Texte fourni:
_ _ _ _
Sunday, October 31, 2021

VAT (Swiss Law)

 

VAT (Swiss Law)

 

Notion de contre-prestation

Rabais, escomptes et autres remises

Diminution de la contre-prestation imposable

Contrat d’entreprise générale

 

 

Tribunal fédéral suisse

2C_647/2021  

Arrêt du 1er novembre 2021  

IIe Cour de droit public  

 

Participants à la procédure 

A.________ SA, 

représentée par, 

recourante, 

 

contre  

 

Administration fédérale des contributions, Division principale de la taxe sur la valeur ajoutée, Schwarztorstrasse 50, 3003 Berne. 

 

Objet 

Taxe sur la valeur ajoutée (2011 à 2014; diminution de la contre-prestation imposable), 

 

recours contre l'arrêt du Tribunal administratif fédéral, Cour I, du 28 juin 2021 (A-2119/2021). 

 

 

(…)

 

5.  

La recourante prétend que l'arrêt attaqué viole la loi fédérale du 12 juin 2009 sur la taxe sur la valeur ajoutée (LTVA; RS 641.20) et, plus particulièrement, son art. 41 al. 1. Le Tribunal administratif fédéral aurait refusé à tort que les notes de crédits sur acompte émises lors de la construction de l'immeuble à Carouge, soient déduites de son chiffres d'affaires pour le calcul de la TVA des années 2011 à 2014.
_ _ _ _
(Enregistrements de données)

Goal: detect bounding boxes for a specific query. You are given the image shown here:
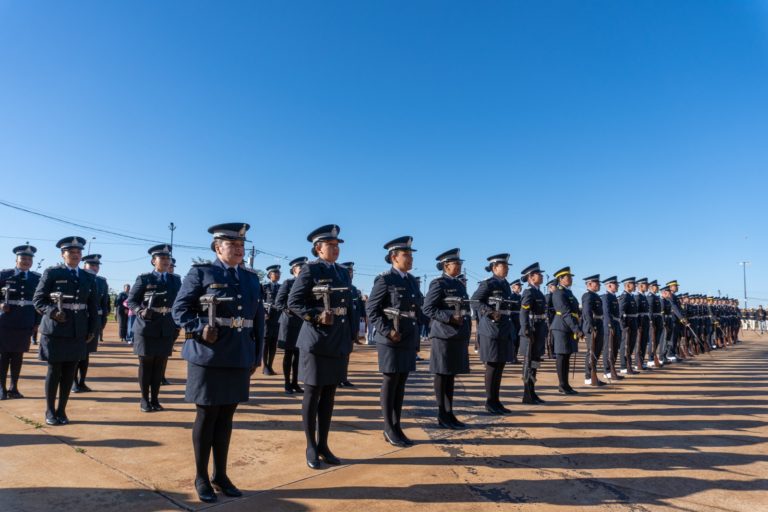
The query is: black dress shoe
[307,448,322,469]
[195,480,218,503]
[384,430,408,448]
[317,446,341,466]
[211,478,243,498]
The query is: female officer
[365,236,427,448]
[173,223,264,503]
[422,249,472,430]
[127,244,181,412]
[275,256,309,395]
[288,224,353,469]
[472,253,513,415]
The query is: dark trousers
[45,361,77,416]
[139,356,168,405]
[485,362,506,405]
[0,352,24,391]
[192,404,237,482]
[381,372,408,437]
[283,348,299,388]
[264,337,277,370]
[116,308,128,341]
[301,384,336,459]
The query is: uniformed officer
[0,245,40,400]
[288,224,353,469]
[551,267,584,395]
[262,265,280,375]
[600,276,624,380]
[173,223,264,502]
[72,254,111,393]
[581,274,605,386]
[127,244,181,412]
[507,279,523,364]
[520,262,549,404]
[115,284,131,341]
[424,249,472,430]
[366,236,428,448]
[472,253,520,415]
[340,261,365,388]
[633,277,651,370]
[619,277,637,375]
[645,279,664,368]
[32,236,101,425]
[275,256,309,395]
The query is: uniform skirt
[376,343,416,373]
[184,362,251,405]
[429,338,469,375]
[39,335,88,363]
[299,350,349,386]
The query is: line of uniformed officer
[0,244,40,400]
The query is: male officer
[128,244,181,412]
[275,256,309,395]
[634,277,651,370]
[472,253,520,415]
[262,265,280,375]
[600,276,624,380]
[0,245,40,400]
[619,277,637,375]
[173,222,264,503]
[645,279,664,368]
[581,274,605,386]
[32,236,101,425]
[72,254,110,393]
[520,262,548,404]
[551,267,584,395]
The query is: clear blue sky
[0,0,768,304]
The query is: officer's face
[315,240,339,263]
[443,261,461,277]
[391,251,413,272]
[214,240,245,267]
[493,262,509,279]
[152,254,171,273]
[61,247,83,267]
[16,256,32,271]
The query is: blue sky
[0,0,768,304]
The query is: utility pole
[168,222,176,252]
[739,261,750,309]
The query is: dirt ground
[0,324,768,512]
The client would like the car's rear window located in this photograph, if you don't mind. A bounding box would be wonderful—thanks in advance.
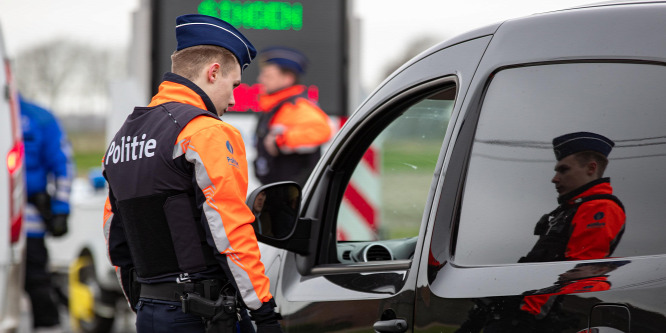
[454,62,666,265]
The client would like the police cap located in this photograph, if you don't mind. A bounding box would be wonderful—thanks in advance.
[259,46,308,75]
[553,132,615,161]
[176,14,257,71]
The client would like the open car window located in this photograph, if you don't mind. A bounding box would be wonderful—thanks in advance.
[336,85,456,263]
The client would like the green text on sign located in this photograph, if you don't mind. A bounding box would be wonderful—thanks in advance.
[198,0,303,30]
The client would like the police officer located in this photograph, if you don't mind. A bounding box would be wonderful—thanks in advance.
[103,15,281,333]
[254,47,332,186]
[520,132,626,262]
[19,96,73,332]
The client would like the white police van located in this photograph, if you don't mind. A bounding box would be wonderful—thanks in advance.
[248,1,666,333]
[0,20,26,332]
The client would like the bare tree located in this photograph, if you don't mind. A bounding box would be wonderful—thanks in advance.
[14,40,125,113]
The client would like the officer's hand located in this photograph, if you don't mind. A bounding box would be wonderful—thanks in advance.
[264,134,278,156]
[250,299,282,333]
[47,214,69,237]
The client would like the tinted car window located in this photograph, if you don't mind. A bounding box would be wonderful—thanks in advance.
[454,63,666,265]
[337,88,455,259]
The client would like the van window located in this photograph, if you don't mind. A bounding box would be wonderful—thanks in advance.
[337,87,455,262]
[454,63,666,265]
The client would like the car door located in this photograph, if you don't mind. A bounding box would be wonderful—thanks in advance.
[414,5,666,333]
[262,33,494,332]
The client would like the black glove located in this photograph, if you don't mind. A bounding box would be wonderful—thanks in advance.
[250,298,282,333]
[46,214,69,237]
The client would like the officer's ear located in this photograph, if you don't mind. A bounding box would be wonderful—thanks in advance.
[586,160,599,176]
[206,62,222,83]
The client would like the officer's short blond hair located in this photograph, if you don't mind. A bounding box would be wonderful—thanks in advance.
[171,45,240,81]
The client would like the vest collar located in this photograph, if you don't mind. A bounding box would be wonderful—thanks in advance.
[259,85,305,111]
[557,177,613,204]
[148,72,217,116]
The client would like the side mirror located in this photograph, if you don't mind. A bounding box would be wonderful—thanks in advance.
[246,182,301,241]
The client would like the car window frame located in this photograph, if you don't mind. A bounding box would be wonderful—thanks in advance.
[303,75,460,274]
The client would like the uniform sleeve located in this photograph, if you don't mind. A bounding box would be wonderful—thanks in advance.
[271,98,332,153]
[103,183,134,303]
[41,114,74,214]
[565,200,625,260]
[185,123,272,310]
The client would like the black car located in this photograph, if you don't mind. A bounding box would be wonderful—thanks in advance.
[248,1,666,333]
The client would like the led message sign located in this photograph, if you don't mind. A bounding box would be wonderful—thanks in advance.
[197,0,303,30]
[151,0,348,116]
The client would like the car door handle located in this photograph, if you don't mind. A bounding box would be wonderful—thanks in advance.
[372,319,407,333]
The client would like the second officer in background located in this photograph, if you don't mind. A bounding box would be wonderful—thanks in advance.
[254,47,332,186]
[103,14,281,333]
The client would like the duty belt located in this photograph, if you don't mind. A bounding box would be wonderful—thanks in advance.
[140,280,221,302]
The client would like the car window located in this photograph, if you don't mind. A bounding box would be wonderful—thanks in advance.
[337,87,455,261]
[454,63,666,265]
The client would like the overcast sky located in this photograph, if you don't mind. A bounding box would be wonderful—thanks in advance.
[0,0,598,86]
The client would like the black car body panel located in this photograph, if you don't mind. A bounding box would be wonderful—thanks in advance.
[248,2,666,333]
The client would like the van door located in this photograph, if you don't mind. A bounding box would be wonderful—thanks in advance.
[271,37,490,332]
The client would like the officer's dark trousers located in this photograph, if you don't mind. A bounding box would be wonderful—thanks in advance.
[25,238,60,327]
[136,298,206,333]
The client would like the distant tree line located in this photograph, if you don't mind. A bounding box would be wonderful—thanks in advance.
[13,40,126,115]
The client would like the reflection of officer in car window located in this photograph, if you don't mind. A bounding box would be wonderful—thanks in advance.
[520,260,629,319]
[519,132,625,262]
[255,186,300,238]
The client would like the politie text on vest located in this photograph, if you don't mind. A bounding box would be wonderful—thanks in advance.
[105,133,157,165]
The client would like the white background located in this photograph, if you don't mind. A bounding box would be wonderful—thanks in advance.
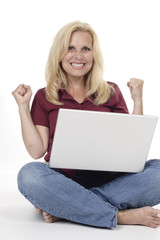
[0,0,160,174]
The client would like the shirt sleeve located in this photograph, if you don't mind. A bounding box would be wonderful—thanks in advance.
[31,91,49,128]
[107,83,129,113]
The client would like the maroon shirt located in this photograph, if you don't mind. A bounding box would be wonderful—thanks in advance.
[31,82,128,176]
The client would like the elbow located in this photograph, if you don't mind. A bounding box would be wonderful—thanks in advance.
[28,146,46,160]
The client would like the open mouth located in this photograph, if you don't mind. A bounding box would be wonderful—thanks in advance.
[70,63,85,69]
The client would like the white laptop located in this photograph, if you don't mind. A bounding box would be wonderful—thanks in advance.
[49,109,158,172]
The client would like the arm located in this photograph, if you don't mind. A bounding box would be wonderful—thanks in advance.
[127,78,144,115]
[12,84,49,159]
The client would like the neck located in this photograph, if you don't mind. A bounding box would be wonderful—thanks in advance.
[67,78,84,90]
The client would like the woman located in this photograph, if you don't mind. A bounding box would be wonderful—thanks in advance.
[13,21,160,228]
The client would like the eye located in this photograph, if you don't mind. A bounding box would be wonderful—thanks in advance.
[83,47,91,52]
[68,46,74,51]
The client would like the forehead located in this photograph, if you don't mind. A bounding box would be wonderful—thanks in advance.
[70,31,92,46]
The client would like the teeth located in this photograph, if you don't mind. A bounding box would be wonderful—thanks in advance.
[72,63,84,68]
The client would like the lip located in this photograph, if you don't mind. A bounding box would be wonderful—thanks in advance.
[70,62,86,69]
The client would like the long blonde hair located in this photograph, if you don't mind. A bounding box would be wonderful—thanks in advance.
_ _ _ _
Exercice proposé 1:
Répondez à ces questions sur l'extrait d'arrêt :
(a) Quelle cour du Tribunal fédéral suisse a rendu l'arrêt 2C_647/2021 ?
(b) De quelle date est l'arrêt du Tribunal administratif fédéral visé par le recours ?
(c) Quel article de la LTVA la recourante estime-t-elle violé ?
Exercice proposé 2: Reprenez mot pour mot l'extrait d'arrêt, depuis «Taxe sur la valeur ajoutée (2011» jusqu'à «juin 2021 (A-2119/2021).».

Résultat de l'exercice 1:
(a) La IIe Cour de droit public.
(b) Du 28 juin 2021.
(c) L'art. 41 al. 1.

Résultat de l'exercice 2:
Taxe sur la valeur ajoutée (2011 à 2014; diminution de la contre-prestation imposable), 

 

recours contre l'arrêt du Tribunal administratif fédéral, Cour I, du 28 juin 2021 (A-2119/2021).